# What the task asks:
List every line in the rows below that contains the word "sheath". Treat uppercase and lowercase as different.

# Extracted records:
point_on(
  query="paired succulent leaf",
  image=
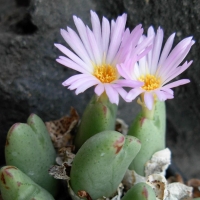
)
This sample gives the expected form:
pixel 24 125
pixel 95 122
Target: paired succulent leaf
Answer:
pixel 29 148
pixel 100 164
pixel 151 133
pixel 99 115
pixel 14 184
pixel 140 191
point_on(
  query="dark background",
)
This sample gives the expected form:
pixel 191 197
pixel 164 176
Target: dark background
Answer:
pixel 30 79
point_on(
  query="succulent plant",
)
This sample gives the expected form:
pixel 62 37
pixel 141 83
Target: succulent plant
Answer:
pixel 29 148
pixel 140 191
pixel 151 133
pixel 101 162
pixel 99 115
pixel 14 184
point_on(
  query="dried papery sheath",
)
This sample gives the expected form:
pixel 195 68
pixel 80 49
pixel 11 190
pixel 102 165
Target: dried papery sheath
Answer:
pixel 159 184
pixel 178 191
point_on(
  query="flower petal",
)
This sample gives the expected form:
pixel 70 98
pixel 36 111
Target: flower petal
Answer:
pixel 99 89
pixel 83 35
pixel 73 57
pixel 149 100
pixel 112 94
pixel 70 64
pixel 177 83
pixel 74 78
pixel 161 95
pixel 156 50
pixel 133 94
pixel 85 86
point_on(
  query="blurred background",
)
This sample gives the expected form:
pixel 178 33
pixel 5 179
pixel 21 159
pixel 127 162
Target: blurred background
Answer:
pixel 30 78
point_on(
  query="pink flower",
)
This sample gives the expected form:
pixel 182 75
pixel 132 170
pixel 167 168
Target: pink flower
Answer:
pixel 96 54
pixel 157 68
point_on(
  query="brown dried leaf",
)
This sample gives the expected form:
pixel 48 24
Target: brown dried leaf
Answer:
pixel 61 130
pixel 59 172
pixel 175 178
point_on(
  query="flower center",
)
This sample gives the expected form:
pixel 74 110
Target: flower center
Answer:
pixel 106 73
pixel 150 82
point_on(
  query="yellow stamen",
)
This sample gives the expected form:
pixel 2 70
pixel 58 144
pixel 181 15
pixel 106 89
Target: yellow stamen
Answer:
pixel 106 73
pixel 151 82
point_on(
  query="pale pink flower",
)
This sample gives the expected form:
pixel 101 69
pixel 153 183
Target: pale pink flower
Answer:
pixel 97 52
pixel 157 68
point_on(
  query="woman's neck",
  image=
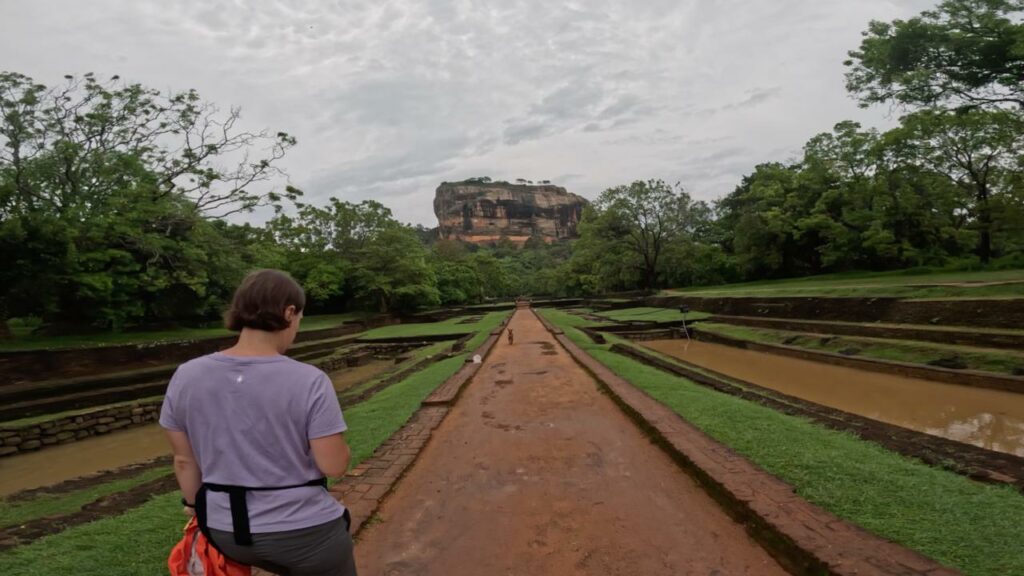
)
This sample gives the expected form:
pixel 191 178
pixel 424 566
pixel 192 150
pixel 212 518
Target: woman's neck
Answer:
pixel 256 342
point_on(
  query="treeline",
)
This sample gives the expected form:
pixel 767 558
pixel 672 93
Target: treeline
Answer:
pixel 942 188
pixel 115 198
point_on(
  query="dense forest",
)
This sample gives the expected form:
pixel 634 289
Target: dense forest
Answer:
pixel 119 204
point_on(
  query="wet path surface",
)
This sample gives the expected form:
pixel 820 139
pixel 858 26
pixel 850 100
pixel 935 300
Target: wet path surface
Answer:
pixel 991 419
pixel 535 471
pixel 58 463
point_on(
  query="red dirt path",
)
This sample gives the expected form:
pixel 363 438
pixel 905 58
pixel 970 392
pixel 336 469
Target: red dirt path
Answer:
pixel 535 471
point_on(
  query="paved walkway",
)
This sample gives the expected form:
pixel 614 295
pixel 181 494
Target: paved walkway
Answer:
pixel 536 471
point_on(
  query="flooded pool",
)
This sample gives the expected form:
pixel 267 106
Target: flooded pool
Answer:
pixel 348 377
pixel 991 419
pixel 58 463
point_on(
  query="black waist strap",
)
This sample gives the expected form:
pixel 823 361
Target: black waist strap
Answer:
pixel 240 508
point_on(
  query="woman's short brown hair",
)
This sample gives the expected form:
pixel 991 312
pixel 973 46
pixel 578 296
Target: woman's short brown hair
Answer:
pixel 261 299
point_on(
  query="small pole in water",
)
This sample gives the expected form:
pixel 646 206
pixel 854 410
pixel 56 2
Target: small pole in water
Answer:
pixel 685 309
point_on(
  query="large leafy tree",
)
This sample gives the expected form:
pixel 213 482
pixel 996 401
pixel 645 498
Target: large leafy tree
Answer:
pixel 978 150
pixel 107 195
pixel 638 221
pixel 322 244
pixel 394 274
pixel 963 53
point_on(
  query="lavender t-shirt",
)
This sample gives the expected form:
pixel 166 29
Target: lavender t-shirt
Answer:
pixel 250 420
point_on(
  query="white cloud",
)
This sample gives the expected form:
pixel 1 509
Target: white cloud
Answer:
pixel 388 98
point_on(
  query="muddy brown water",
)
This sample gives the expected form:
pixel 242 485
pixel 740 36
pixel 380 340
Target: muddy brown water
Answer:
pixel 991 419
pixel 122 448
pixel 87 456
pixel 536 471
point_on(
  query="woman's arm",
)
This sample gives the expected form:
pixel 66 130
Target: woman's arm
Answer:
pixel 331 454
pixel 185 467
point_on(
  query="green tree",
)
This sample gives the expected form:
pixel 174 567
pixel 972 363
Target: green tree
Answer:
pixel 107 195
pixel 321 244
pixel 978 150
pixel 638 221
pixel 963 53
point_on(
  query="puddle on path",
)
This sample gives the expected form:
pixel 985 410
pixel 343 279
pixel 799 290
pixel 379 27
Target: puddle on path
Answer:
pixel 988 418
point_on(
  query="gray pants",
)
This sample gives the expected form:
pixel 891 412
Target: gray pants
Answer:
pixel 318 550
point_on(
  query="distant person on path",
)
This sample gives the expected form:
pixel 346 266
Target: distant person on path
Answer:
pixel 255 433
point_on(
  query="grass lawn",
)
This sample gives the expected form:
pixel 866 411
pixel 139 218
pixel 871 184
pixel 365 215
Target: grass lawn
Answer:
pixel 973 527
pixel 907 284
pixel 24 339
pixel 98 548
pixel 1003 362
pixel 644 314
pixel 450 326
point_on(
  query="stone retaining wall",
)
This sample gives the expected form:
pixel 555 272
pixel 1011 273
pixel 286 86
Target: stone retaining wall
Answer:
pixel 29 438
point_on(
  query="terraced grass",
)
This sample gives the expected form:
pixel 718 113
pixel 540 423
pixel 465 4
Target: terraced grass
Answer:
pixel 448 327
pixel 997 361
pixel 98 548
pixel 645 314
pixel 973 527
pixel 907 284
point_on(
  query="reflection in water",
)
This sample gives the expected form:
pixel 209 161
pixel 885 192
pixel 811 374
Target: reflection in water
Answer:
pixel 58 463
pixel 992 419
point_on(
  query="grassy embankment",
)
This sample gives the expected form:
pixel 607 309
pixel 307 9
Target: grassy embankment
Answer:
pixel 644 314
pixel 961 523
pixel 451 326
pixel 23 339
pixel 1003 362
pixel 97 548
pixel 905 284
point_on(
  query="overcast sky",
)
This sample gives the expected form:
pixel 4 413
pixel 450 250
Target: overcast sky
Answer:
pixel 389 98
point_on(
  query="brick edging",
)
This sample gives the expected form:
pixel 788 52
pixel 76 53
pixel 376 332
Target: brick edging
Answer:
pixel 366 486
pixel 801 536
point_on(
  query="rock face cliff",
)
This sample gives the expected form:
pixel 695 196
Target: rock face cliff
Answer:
pixel 482 213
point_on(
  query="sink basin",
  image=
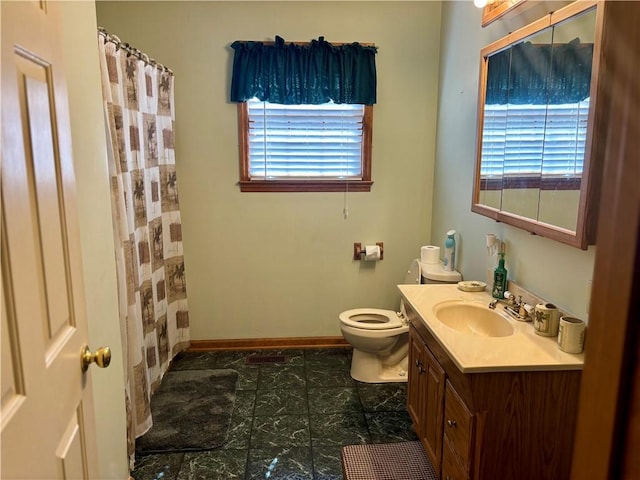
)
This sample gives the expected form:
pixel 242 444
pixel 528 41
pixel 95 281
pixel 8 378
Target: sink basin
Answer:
pixel 473 319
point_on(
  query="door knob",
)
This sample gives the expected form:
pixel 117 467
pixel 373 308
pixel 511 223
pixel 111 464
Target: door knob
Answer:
pixel 102 357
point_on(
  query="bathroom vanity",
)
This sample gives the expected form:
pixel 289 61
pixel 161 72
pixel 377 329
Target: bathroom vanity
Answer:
pixel 493 404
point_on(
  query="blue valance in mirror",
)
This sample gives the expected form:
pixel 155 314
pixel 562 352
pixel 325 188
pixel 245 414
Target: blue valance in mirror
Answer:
pixel 529 73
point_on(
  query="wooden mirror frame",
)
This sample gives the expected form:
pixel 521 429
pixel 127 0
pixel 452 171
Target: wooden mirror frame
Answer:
pixel 584 235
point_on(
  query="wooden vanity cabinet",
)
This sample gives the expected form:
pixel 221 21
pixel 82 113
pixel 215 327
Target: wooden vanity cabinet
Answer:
pixel 425 394
pixel 489 425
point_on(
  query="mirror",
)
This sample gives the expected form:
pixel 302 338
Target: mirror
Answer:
pixel 536 120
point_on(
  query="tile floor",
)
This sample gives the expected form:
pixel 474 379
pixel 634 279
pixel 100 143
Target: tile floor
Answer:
pixel 290 419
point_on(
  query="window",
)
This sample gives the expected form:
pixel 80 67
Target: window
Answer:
pixel 523 141
pixel 324 147
pixel 305 114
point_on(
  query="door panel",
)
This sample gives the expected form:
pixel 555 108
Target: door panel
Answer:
pixel 47 406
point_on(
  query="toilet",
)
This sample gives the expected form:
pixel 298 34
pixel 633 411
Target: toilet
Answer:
pixel 380 338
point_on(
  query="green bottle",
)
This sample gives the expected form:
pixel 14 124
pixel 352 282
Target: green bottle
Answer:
pixel 499 278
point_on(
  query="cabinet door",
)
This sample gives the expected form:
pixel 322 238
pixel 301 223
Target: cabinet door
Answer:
pixel 425 397
pixel 414 385
pixel 451 469
pixel 434 401
pixel 460 427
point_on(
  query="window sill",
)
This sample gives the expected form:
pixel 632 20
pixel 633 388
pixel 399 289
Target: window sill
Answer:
pixel 305 186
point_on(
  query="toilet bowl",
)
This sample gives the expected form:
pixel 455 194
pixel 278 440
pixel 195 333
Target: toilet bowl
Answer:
pixel 380 338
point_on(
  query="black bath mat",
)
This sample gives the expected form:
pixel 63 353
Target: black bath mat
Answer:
pixel 387 461
pixel 191 411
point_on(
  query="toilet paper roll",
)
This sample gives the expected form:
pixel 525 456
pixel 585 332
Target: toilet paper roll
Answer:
pixel 571 334
pixel 371 253
pixel 546 319
pixel 430 254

# Response:
  query="dried papery sheath",
Target: dried papery sheath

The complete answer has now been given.